What you will do ::
**a)** Using the case study about Laurel Roberts and Cerego, explain why Roberts needed a way to engage her students outside the classroom.
**b)** Name every learning tool or product mentioned by name in the case study about Laurel Roberts and Cerego.
**c)** Extend the case study about Laurel Roberts and Cerego, continuing after its last sentence.

Excerpt ::
════
In her role as Senior Lecturer in Biological Sciences at the University of Pittsburgh, Laurel Roberts was looking for a sustainable, effective way to keep her students engaged and learning outside the classroom. While she had experience with a variety of online learning tools, nothing seemed to quite fit the need. Then, she discovered Cerego.
The problem: Between limited class time and technical issues, there was a need for an efficient—and effective—learning tool
“Whenever I try to use in-class interactive methods (Top Hat, Kahoot, etc.), I lose the thread of my lecture,” Roberts explains. “There always seems to be some technical glitch. Also, since some of my classes meet only once per week, I need a way for students to remain connected with the material.”
Given the limited in-class interaction, Roberts needed a way to both engage her students outside the classroom, as well as make those classroom meetings as meaningful as possible.
“A staff member in our Center for Teaching and Learning recommended Cerego,” she says. Once she tried it, Roberts immediately understood the benefits and began to apply it with her students.
“Cerego is like having a teaching assistant that goes home with my students”
Asked how she feels Cerego is suited to handle a remote classroom environment, Roberts says, “the prompts keep students engaged in the material. I know that it can be hard to make scheduled online class meetings right now, and having Cerego reminders to access the material really helps to support student learning.”
════
Data extract ::

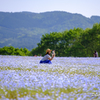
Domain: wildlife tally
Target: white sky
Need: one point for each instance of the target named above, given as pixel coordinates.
(84, 7)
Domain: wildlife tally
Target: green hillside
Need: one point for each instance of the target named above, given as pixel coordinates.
(25, 29)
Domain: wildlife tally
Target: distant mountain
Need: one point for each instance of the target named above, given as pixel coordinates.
(24, 29)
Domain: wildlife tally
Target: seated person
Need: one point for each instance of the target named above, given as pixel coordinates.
(47, 58)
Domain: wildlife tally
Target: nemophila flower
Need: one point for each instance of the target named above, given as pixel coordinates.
(67, 78)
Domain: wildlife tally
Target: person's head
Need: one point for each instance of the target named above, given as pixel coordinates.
(48, 51)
════
Answer list ::
**a)** In-class interactive methods such as Top Hat and Kahoot caused Roberts to lose the thread of her lecture, and some technical glitch always seemed to arise. Some of her classes also meet only once per week, so students needed a way to remain connected with the material between meetings.

**b)** Top Hat, Kahoot, Cerego

**c)**
She continues: “Cerego is like having a teaching assistant that goes home with my students. It can reach students when they are unavailable to me at night or on weekends. It is also an excellent tool for my population in particular; most are planning careers in the health professions and Cerego's reiterative model helps them to learn the material that they will need to use in subsequent courses.”
Looking ahead, Roberts says that Cerego’s asynchronous learning flexibility will likely play an even larger role after the COVID-19 pandemic.
“One of the issues that we (faculty and administrators) are struggling with is how to build a community of scholars when personal interactions are dependent on time zones and unreliable internet access,” Roberts says. “Cerego will allow us to maintain connections with our students asynchronously which will help with retention and success rates.
“[Cerego] is also an excellent tool for my population in particular; most are planning careers in the health professions and Cerego's reiterative model helps them to learn the material that they will need to use in subsequent courses.”
- Laurel Roberts, Senior Lecturer in Biological Sciences, University of Pittsburgh
“I am so glad that I started using Cerego when I did, it was a no-brainer to include it in my online teaching strategy!”